— THE TASK —
Please extract the stretch of the listing below from the line containing "# point at: white" through the line containing "Target: white cloud", copying each line without any change. Leave the pictures out of your answer.

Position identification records
▬▬▬

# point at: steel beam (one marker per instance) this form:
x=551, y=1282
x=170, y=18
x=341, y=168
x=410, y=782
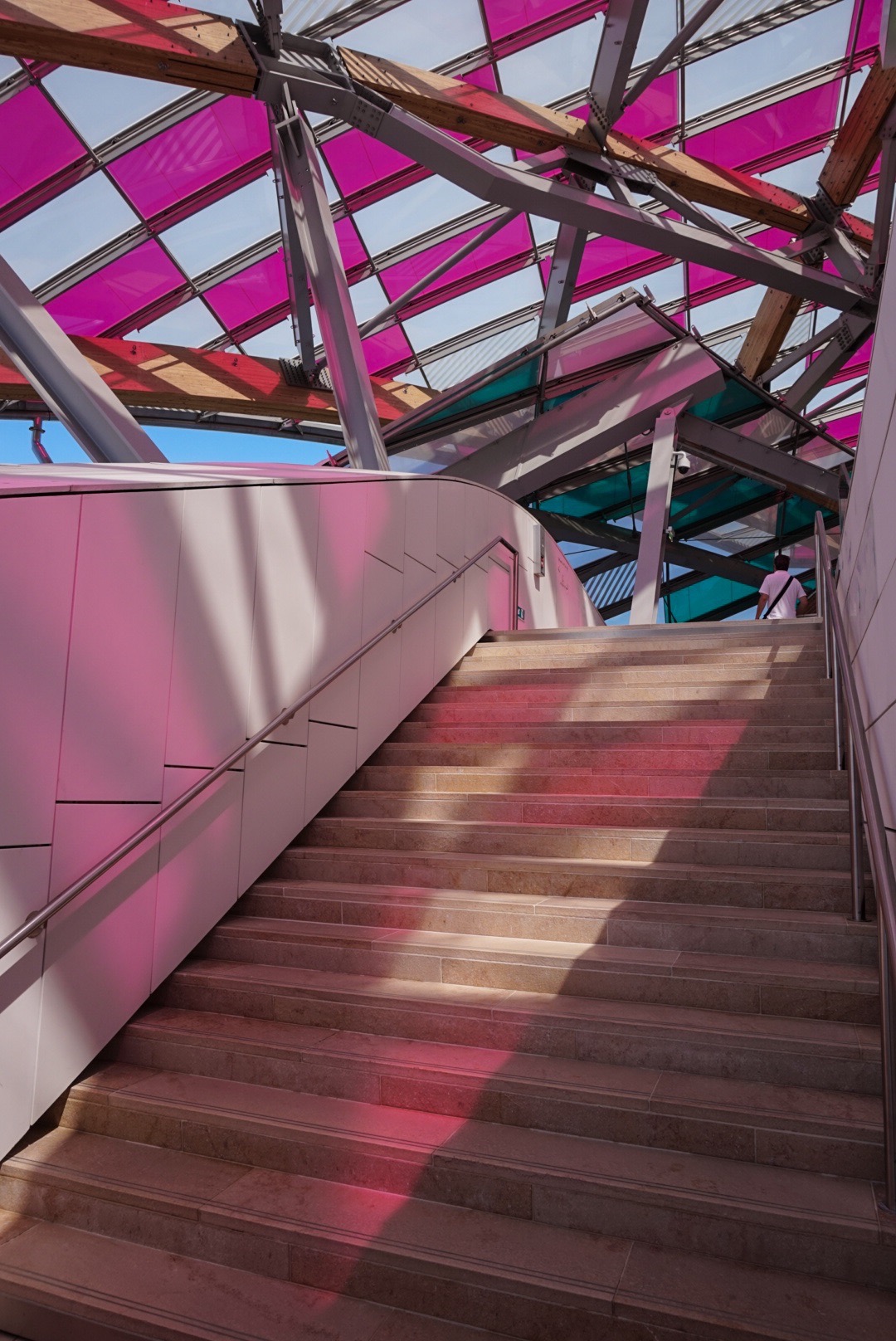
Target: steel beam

▬▬▬

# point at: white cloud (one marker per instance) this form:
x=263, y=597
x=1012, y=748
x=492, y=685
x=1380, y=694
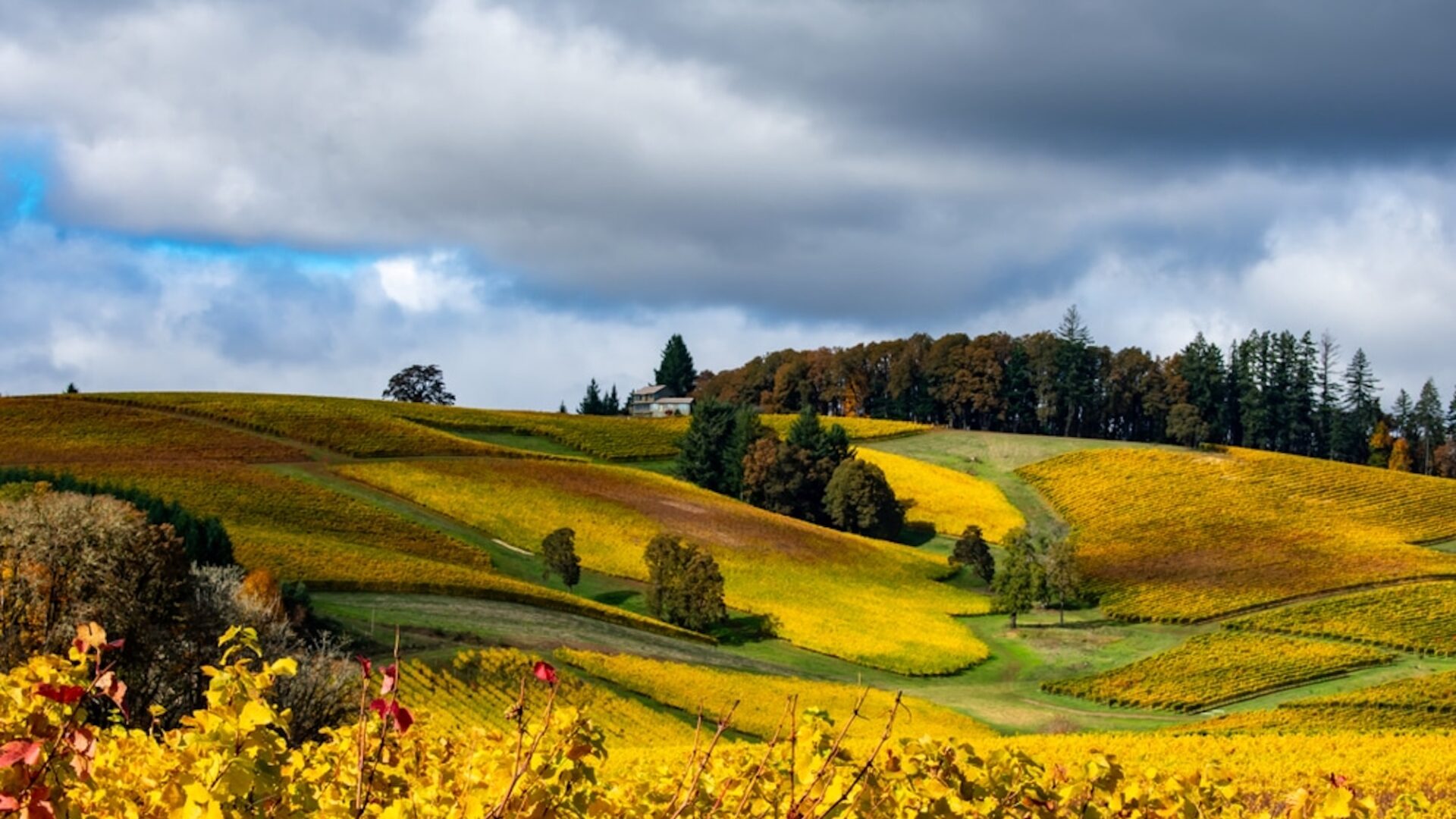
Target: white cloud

▬▬▬

— RESULT OF THE EXERCISE —
# point at: white cloud (one marker per instance) this form:
x=263, y=597
x=1012, y=748
x=492, y=685
x=1380, y=694
Target: white cloud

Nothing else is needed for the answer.